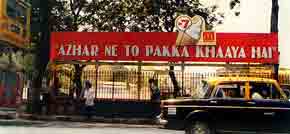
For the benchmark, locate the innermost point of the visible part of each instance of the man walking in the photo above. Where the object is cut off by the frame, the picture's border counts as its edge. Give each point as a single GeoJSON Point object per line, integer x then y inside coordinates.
{"type": "Point", "coordinates": [88, 95]}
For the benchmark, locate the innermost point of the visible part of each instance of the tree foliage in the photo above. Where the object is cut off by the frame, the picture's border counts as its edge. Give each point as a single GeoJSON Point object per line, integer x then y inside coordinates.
{"type": "Point", "coordinates": [128, 15]}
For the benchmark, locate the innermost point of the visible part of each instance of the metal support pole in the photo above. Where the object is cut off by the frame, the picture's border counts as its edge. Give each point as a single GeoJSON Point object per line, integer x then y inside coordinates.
{"type": "Point", "coordinates": [276, 72]}
{"type": "Point", "coordinates": [97, 70]}
{"type": "Point", "coordinates": [139, 79]}
{"type": "Point", "coordinates": [182, 77]}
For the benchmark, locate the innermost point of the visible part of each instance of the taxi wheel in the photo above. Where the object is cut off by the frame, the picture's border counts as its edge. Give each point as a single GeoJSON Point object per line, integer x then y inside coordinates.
{"type": "Point", "coordinates": [199, 127]}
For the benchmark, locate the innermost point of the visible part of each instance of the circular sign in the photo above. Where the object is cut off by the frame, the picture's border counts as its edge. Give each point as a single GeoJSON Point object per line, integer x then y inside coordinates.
{"type": "Point", "coordinates": [183, 22]}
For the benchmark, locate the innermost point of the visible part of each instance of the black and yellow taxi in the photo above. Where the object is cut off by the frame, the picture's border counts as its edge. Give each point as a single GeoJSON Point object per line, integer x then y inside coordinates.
{"type": "Point", "coordinates": [234, 104]}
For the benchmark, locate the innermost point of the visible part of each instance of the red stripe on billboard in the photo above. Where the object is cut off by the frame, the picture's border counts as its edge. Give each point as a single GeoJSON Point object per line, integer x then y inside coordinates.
{"type": "Point", "coordinates": [161, 46]}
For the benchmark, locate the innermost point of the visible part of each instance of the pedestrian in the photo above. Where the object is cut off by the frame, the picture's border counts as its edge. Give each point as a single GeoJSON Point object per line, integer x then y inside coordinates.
{"type": "Point", "coordinates": [53, 93]}
{"type": "Point", "coordinates": [156, 100]}
{"type": "Point", "coordinates": [88, 95]}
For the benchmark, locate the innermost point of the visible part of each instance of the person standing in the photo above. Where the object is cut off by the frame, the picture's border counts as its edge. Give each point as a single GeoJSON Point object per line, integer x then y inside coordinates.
{"type": "Point", "coordinates": [88, 95]}
{"type": "Point", "coordinates": [156, 99]}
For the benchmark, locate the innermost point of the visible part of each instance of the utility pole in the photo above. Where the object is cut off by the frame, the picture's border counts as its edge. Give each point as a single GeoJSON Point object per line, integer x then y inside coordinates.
{"type": "Point", "coordinates": [274, 29]}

• **Objective**
Update the entries above by replacing every "photo" with "image" and leaving everything else unchanged. Omit the pictures from your answer.

• **Exercise solution**
For the benchmark, locate the innermost point of the visible part of each instance of the man walking in the image above. Where the object is cut off by the frame, the picture's border counts as its edge. Give each point as a single GeoJSON Point object per line, integer x then y inside coordinates.
{"type": "Point", "coordinates": [88, 95]}
For the benchmark, locate the innermost point of the visible part of each instance of the tree foliage in the image above. Where the object is cut off by the frame, the picture's border counts as its edge. Give each point as a single GeoJSON Point object per line, integer x then y inside coordinates.
{"type": "Point", "coordinates": [128, 15]}
For the benchmark, locate the innermost point of the visible part of each instance of the metal support pole in the image above. Where the object is cut off by the frame, the picture's border counts as its edge. Give each point as a single GeoJSON Point object per line, integer x then y inside coordinates.
{"type": "Point", "coordinates": [276, 72]}
{"type": "Point", "coordinates": [97, 70]}
{"type": "Point", "coordinates": [139, 79]}
{"type": "Point", "coordinates": [182, 77]}
For the benchmark, locate the innermost point of the visible part of each instance of the taxi wheel in the image above. Where the object is cut off by the frame, the picture's border counts as its edge. Give each point as a single GeoJSON Point object per line, integer x then y inside coordinates.
{"type": "Point", "coordinates": [199, 127]}
For the benchmark, locate the innermost point of the visible part of each instance of the circular sign in the image above. Where the object is cut off by the frame, the picture's border counts as its edge. Give each point as a single GeoJSON Point object per line, integer x then y inside coordinates.
{"type": "Point", "coordinates": [183, 22]}
For the benchmark, locate the innermost point of the visible part of each instance of the black and yellow taxi in the image above. Where the object is cut off by the frame, the picture's border counts as its edge. Give each point as a single GeoJSON Point object per line, integer x then y inside coordinates.
{"type": "Point", "coordinates": [234, 104]}
For the benchmark, locate the innermost point of the visible part of each instance of the red stripe on billboard in the image above. Where the object is cut off by the frame, the picture's border counts as its edge. Give each point as a single GeoJSON Point object per line, integer x then y inside coordinates.
{"type": "Point", "coordinates": [161, 46]}
For the benchmark, locate the innermost point of the visible part of each instance of the pedestrian in the image above. Where the object is cut off by the frame, the picture's border counts as its edge. Give each point as a single GeoJSON Point object per line, integer x then y inside coordinates.
{"type": "Point", "coordinates": [53, 93]}
{"type": "Point", "coordinates": [156, 100]}
{"type": "Point", "coordinates": [88, 95]}
For the benchmark, locate the innermost point of the visible part of each instance of the person standing in the image above. Where the object is cut off by the frame, the picture's border counts as its edge. Give each point as a single GeoJSON Point object per line, integer x then y inside coordinates.
{"type": "Point", "coordinates": [88, 95]}
{"type": "Point", "coordinates": [156, 99]}
For the benchmark, locate the innermost point of the visible part of each instance of the utility pole in the image above. Where the object is cut off by the frame, the picture's border counts as its edge. Give each point as a single GeoJSON Point object per line, integer x then y inside coordinates.
{"type": "Point", "coordinates": [274, 29]}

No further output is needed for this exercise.